EXERCISE AIM: Copy the rows below verbatim, beginning at the line that contains "If you could mark the manatee paddle-shaped" and continuing through the final line of the rows.

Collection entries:
********

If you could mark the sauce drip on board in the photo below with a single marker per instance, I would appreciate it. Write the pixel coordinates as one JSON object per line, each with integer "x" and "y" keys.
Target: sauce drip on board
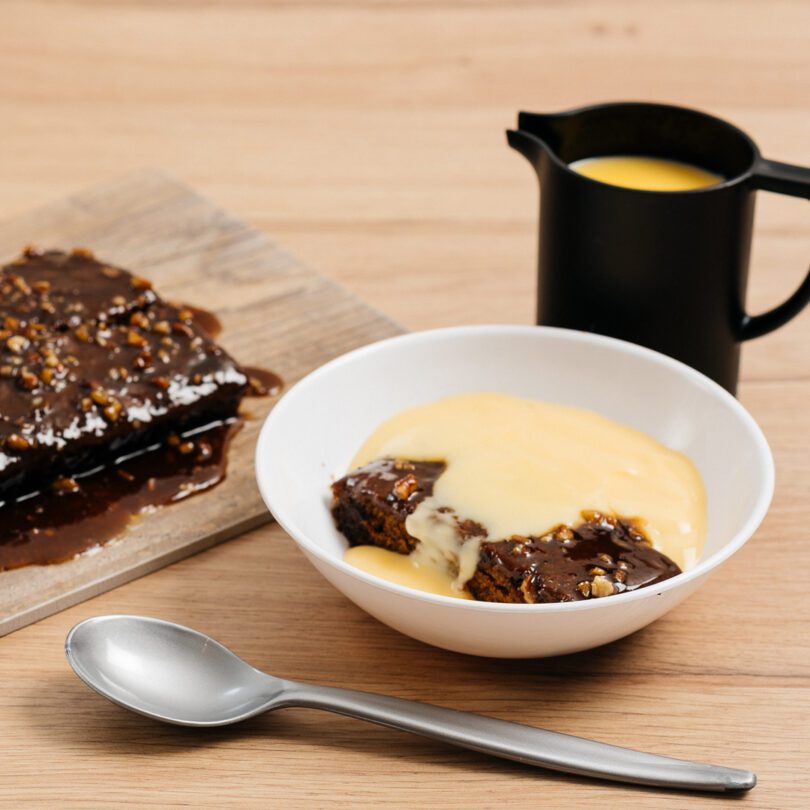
{"x": 75, "y": 515}
{"x": 85, "y": 512}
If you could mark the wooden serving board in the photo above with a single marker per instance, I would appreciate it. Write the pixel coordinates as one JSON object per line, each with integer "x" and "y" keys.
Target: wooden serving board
{"x": 275, "y": 312}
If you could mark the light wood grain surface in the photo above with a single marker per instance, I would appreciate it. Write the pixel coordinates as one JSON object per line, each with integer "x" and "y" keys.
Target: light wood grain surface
{"x": 367, "y": 137}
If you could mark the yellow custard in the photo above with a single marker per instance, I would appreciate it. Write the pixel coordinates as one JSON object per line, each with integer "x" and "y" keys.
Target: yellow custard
{"x": 522, "y": 467}
{"x": 646, "y": 173}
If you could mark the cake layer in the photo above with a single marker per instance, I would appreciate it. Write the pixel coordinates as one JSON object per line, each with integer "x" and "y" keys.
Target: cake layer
{"x": 95, "y": 365}
{"x": 601, "y": 556}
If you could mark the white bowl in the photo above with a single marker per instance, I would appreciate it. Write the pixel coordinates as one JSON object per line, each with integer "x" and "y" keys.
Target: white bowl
{"x": 315, "y": 429}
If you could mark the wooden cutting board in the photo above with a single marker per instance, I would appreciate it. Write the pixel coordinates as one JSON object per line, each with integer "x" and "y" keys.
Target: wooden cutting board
{"x": 276, "y": 313}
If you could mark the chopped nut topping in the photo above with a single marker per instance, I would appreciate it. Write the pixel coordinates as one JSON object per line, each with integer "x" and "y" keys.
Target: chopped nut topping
{"x": 139, "y": 319}
{"x": 113, "y": 410}
{"x": 100, "y": 396}
{"x": 142, "y": 360}
{"x": 65, "y": 486}
{"x": 134, "y": 339}
{"x": 17, "y": 344}
{"x": 182, "y": 329}
{"x": 405, "y": 487}
{"x": 139, "y": 283}
{"x": 27, "y": 380}
{"x": 601, "y": 586}
{"x": 17, "y": 442}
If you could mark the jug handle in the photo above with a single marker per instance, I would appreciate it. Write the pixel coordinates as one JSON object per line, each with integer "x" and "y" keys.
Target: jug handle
{"x": 530, "y": 146}
{"x": 782, "y": 178}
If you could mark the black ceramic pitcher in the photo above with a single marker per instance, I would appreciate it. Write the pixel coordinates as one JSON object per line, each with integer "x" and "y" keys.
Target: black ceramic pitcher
{"x": 664, "y": 269}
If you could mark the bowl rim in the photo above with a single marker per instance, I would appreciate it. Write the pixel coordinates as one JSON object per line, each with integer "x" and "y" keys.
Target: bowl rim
{"x": 757, "y": 512}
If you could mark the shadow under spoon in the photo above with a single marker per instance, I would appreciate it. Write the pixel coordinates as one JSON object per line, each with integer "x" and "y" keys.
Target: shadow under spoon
{"x": 177, "y": 675}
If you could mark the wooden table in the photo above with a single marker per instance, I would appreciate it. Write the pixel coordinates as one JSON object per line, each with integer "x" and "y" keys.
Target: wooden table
{"x": 368, "y": 138}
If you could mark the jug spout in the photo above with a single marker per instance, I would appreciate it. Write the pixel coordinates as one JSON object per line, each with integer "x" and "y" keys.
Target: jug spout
{"x": 535, "y": 134}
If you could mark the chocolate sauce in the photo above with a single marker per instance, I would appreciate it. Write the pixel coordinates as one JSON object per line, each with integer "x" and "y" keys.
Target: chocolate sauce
{"x": 601, "y": 556}
{"x": 85, "y": 512}
{"x": 112, "y": 402}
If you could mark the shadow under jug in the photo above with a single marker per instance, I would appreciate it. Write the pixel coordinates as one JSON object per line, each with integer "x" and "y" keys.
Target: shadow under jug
{"x": 665, "y": 269}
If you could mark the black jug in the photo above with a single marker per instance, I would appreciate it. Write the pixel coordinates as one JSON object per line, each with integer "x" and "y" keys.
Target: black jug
{"x": 665, "y": 269}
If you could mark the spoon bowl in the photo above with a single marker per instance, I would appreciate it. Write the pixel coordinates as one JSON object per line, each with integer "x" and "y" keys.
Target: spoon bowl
{"x": 167, "y": 672}
{"x": 177, "y": 675}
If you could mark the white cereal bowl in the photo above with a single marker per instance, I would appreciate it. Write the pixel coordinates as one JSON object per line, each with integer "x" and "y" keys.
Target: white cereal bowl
{"x": 313, "y": 432}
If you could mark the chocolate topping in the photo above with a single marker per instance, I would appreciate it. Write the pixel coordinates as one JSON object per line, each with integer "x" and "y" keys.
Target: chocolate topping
{"x": 603, "y": 555}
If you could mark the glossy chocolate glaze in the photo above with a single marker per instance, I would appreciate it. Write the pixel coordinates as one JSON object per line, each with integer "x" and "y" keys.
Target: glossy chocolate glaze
{"x": 75, "y": 515}
{"x": 112, "y": 402}
{"x": 601, "y": 556}
{"x": 367, "y": 509}
{"x": 94, "y": 365}
{"x": 563, "y": 564}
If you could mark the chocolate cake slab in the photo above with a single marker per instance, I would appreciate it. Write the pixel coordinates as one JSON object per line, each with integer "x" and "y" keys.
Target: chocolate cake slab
{"x": 602, "y": 556}
{"x": 94, "y": 365}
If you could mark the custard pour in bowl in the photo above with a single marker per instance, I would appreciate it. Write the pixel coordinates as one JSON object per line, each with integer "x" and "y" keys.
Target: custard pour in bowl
{"x": 314, "y": 432}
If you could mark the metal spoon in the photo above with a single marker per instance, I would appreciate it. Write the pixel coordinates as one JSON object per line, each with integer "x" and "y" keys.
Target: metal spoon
{"x": 175, "y": 674}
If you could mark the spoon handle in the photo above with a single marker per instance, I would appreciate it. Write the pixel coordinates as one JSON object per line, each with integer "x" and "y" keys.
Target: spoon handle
{"x": 526, "y": 744}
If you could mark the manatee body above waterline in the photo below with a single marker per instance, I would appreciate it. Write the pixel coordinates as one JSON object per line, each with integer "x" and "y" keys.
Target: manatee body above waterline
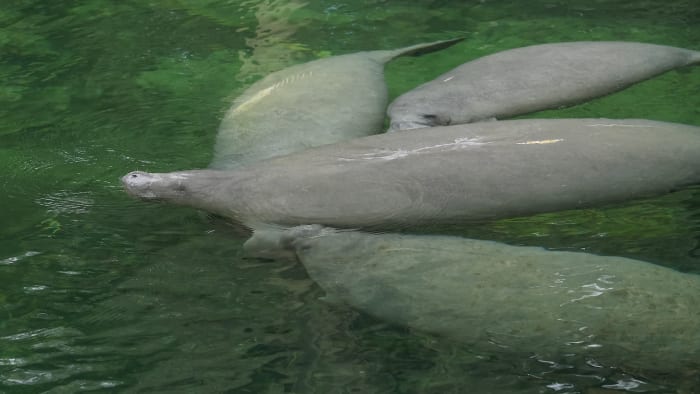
{"x": 533, "y": 78}
{"x": 320, "y": 102}
{"x": 526, "y": 300}
{"x": 452, "y": 174}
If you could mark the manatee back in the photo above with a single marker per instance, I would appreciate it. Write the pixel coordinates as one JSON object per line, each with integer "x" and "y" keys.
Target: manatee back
{"x": 533, "y": 78}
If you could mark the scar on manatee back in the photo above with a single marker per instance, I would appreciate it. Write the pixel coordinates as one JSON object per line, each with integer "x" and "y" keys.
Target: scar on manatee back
{"x": 268, "y": 90}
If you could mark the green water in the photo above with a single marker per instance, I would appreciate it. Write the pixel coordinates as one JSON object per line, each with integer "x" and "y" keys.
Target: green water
{"x": 101, "y": 293}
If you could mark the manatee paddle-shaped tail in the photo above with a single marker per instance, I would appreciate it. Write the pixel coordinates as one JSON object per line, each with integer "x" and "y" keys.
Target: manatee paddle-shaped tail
{"x": 413, "y": 50}
{"x": 316, "y": 103}
{"x": 533, "y": 78}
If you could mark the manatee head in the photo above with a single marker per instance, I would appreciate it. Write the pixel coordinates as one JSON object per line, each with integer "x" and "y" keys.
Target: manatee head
{"x": 196, "y": 188}
{"x": 153, "y": 186}
{"x": 408, "y": 121}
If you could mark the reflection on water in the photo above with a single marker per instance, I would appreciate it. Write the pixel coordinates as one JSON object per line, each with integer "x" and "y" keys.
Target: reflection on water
{"x": 101, "y": 293}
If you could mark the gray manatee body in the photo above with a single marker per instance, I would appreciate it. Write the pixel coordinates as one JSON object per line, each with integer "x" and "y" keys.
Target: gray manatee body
{"x": 533, "y": 78}
{"x": 460, "y": 173}
{"x": 320, "y": 102}
{"x": 618, "y": 311}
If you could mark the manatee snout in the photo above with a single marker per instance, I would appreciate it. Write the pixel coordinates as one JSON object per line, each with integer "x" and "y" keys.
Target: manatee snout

********

RESULT BELOW:
If you could mark the manatee paddle-shaped tail in the photo above with a single marker per instance, I would appreciate it. Write the pixel coordinates as one JSON object per line, each with integer "x" and "y" keys.
Target: manatee paddle-shaped tail
{"x": 413, "y": 50}
{"x": 316, "y": 103}
{"x": 533, "y": 78}
If you could mark the manatee head in the photo above with a single marker per instance, I would appreciate it. Write the pixel coordinates as one JSON object per line, each with integer "x" and "y" keys.
Target: manatee head
{"x": 196, "y": 188}
{"x": 153, "y": 186}
{"x": 408, "y": 121}
If you could mark the reflection on water in the photo above with a single marker per instance, I would appreciate it. Write the pixel coordinates as one JSON object per line, each with integer "x" and "y" keys.
Target: reflection on water
{"x": 101, "y": 293}
If you could mark the gray manatee body in the photo above with a single marker per instance, I would appreciate it. Write the pixel coordinates as one JSON object per line, each with integer "x" and "y" keys.
Target: gray manatee body
{"x": 533, "y": 78}
{"x": 460, "y": 173}
{"x": 320, "y": 102}
{"x": 618, "y": 311}
If you could mark the manatee snout in the photo above with a single marker per instance, I would appreciate it. Write the pixel coordinates as one JSON object per line, each with integer "x" and "y" keys.
Target: manatee snout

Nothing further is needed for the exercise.